Instruction: Can you extract the full ORA software description below word for word?

Text block:
==*==

ORA is a network analysis tool that detects risks or vulnerabilities of an organization's design structure. The design structure of an organization is the relationship among its personnel, knowledge, resources, and tasks entities. These entities and relationships are represented by the Meta-Matrix. Measures that take as input a Meta-Matrix are used to analyze the structural properties of an organization for potential risk. ORA contains over 100 measures which are categorized by which type of risk they detect. Measures are also organized by input requirements and by output. ORA generates formatted reports viewable on screen or in log files, and reads and writes networks in multiple data formats to be interoperable with existing network analysis packages. In addition, it has tools for graphically visualizing Meta-Matrix data and for optimizing a network’s design structure. ORA uses a Java interface for ease of use, and a C++ computational back end.

The most current edition of ORA software, Version 3, is available in two versions. ORA-LITE is available on the CASOS website. It contains hundreds of social network, dynamic network metrics, trail metrics, procedures for grouping nodes, identifying local patterns, comparing and contrasting networks, groups, and individuals from a dynamic meta-network perspective. ORA-LITE is itself limited to a maximum of 2,000 nodes per entity class. Thus a Meta-Matrix can have 2000 agents, 2000 organizations, and so on. The professional version of ORA, ORA-PRO, which has no limit on the number of nodes and a number of advanced functions is available from Netanomics.

==*==

Records shown:
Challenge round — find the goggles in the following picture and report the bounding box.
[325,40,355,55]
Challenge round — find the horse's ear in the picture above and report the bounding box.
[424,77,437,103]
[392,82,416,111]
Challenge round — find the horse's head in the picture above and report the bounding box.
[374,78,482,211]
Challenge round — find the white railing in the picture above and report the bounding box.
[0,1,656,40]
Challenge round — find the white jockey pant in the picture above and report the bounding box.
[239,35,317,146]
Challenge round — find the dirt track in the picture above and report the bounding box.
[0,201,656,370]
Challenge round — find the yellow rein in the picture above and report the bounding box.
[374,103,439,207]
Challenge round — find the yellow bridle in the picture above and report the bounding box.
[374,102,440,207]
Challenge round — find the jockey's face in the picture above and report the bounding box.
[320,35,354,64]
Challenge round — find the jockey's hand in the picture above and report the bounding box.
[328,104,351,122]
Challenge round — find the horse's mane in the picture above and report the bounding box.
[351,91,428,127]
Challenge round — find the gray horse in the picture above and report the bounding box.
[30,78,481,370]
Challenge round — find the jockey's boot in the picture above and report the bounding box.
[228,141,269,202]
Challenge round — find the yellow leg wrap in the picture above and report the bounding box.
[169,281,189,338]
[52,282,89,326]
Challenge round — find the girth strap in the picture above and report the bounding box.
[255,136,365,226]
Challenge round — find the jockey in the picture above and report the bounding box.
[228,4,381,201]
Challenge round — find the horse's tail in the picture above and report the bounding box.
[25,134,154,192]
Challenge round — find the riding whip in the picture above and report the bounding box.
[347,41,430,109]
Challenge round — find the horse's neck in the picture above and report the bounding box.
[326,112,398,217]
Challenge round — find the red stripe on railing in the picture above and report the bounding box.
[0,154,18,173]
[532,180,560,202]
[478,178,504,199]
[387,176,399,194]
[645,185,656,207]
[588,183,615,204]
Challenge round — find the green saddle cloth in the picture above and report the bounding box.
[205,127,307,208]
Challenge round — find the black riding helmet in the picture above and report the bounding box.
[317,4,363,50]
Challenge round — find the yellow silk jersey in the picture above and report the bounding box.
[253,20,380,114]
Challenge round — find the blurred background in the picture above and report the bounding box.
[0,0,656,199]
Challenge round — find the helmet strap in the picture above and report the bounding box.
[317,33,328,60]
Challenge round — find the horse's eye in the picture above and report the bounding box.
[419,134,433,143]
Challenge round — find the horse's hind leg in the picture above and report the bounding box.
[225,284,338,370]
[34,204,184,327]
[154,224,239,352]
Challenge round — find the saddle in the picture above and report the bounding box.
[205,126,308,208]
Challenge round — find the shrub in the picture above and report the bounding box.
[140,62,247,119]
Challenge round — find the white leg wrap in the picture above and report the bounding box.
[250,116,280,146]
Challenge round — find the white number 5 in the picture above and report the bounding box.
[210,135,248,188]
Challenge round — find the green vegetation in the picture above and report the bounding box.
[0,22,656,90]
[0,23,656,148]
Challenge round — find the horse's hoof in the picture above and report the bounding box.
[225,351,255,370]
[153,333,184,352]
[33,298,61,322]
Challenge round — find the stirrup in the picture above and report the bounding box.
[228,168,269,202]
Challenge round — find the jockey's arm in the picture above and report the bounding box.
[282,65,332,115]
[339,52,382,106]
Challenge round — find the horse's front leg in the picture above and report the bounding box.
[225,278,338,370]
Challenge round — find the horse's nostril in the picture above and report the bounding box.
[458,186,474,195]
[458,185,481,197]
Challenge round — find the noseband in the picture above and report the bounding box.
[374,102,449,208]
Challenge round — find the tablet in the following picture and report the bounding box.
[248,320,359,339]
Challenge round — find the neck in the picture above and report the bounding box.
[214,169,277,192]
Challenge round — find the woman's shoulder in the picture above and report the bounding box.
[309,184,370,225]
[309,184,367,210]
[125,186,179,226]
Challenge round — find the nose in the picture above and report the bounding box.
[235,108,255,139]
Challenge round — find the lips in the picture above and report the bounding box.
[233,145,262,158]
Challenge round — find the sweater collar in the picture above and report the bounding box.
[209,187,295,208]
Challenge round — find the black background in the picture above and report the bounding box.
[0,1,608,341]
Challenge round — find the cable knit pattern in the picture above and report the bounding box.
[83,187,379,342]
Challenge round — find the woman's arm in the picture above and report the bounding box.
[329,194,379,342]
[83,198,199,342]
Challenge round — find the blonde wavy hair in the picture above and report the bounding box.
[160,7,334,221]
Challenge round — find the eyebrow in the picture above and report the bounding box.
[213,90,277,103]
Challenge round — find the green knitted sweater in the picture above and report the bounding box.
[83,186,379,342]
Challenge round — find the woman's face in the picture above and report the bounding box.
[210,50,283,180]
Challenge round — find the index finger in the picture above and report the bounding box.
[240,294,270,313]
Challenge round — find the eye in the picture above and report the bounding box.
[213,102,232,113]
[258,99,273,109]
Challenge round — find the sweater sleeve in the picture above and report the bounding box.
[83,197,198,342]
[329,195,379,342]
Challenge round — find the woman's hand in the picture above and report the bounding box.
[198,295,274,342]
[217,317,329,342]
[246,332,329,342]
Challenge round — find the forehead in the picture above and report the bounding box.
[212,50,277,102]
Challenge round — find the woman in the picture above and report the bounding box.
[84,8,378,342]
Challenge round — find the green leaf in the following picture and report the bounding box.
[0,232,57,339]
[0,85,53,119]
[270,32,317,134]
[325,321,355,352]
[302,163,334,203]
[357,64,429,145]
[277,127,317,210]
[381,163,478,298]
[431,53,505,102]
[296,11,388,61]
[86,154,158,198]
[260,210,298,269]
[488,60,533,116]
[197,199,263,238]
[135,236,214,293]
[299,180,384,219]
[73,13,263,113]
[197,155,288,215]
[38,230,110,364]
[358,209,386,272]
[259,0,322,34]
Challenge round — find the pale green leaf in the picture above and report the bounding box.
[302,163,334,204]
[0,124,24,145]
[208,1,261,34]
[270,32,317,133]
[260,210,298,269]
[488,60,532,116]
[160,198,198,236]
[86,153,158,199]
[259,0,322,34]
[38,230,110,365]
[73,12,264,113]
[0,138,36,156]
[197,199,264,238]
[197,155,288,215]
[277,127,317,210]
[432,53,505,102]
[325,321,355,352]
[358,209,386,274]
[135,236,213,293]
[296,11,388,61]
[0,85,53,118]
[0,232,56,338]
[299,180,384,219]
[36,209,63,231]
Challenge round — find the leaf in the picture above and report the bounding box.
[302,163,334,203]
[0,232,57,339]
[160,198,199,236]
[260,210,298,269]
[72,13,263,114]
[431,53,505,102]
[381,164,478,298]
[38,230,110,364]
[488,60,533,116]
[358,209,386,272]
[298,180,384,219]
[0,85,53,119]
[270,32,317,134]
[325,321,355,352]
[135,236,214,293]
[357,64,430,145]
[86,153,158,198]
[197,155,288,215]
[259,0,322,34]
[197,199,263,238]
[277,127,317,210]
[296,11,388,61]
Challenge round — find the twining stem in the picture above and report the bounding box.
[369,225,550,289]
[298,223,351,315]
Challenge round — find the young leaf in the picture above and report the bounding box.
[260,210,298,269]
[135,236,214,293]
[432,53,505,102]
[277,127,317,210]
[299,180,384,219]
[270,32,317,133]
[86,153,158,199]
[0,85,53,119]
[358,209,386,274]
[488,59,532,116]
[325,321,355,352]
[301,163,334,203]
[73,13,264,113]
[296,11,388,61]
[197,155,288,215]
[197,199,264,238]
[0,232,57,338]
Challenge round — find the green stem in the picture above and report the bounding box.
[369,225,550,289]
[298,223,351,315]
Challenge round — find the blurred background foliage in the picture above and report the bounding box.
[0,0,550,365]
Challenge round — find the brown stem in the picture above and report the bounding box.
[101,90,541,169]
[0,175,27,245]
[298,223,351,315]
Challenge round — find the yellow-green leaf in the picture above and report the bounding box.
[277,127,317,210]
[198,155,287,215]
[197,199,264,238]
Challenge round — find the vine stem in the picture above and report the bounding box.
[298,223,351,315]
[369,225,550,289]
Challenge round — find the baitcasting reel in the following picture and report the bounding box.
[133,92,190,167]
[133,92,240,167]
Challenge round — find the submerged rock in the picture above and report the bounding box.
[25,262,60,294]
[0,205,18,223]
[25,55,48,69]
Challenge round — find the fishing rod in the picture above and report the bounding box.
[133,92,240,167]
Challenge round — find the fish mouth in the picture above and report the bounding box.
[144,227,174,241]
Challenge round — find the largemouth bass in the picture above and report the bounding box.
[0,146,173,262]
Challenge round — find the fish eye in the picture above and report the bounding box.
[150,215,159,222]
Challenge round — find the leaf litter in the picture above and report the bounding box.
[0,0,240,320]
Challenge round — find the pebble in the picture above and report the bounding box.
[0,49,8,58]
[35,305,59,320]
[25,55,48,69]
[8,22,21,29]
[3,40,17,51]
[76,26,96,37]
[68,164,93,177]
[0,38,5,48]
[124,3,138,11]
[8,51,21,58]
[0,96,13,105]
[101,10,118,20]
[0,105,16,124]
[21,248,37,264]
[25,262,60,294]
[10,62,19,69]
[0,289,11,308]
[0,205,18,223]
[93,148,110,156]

==*==

Exercise output:
ORA is a network analysis tool that detects risks or vulnerabilities of an organization's design structure. The design structure of an organization is the relationship among its personnel, knowledge, resources, and tasks entities. These entities and relationships are represented by the Meta-Matrix. Measures that take as input a Meta-Matrix are used to analyze the structural properties of an organization for potential risk. ORA contains over 100 measures which are categorized by which type of risk they detect. Measures are also organized by input requirements and by output. ORA generates formatted reports viewable on screen or in log files, and reads and writes networks in multiple data formats to be interoperable with existing network analysis packages. In addition, it has tools for graphically visualizing Meta-Matrix data and for optimizing a network’s design structure. ORA uses a Java interface for ease of use, and a C++ computational back end.

The most current edition of ORA software, Version 3, is available in two versions. ORA-LITE is available on the CASOS website. It contains hundreds of social network, dynamic network metrics, trail metrics, procedures for grouping nodes, identifying local patterns, comparing and contrasting networks, groups, and individuals from a dynamic meta-network perspective. ORA-LITE is itself limited to a maximum of 2,000 nodes per entity class. Thus a Meta-Matrix can have 2000 agents, 2000 organizations, and so on. The professional version of ORA, ORA-PRO, which has no limit on the number of nodes and a number of advanced functions is available from Netanomics.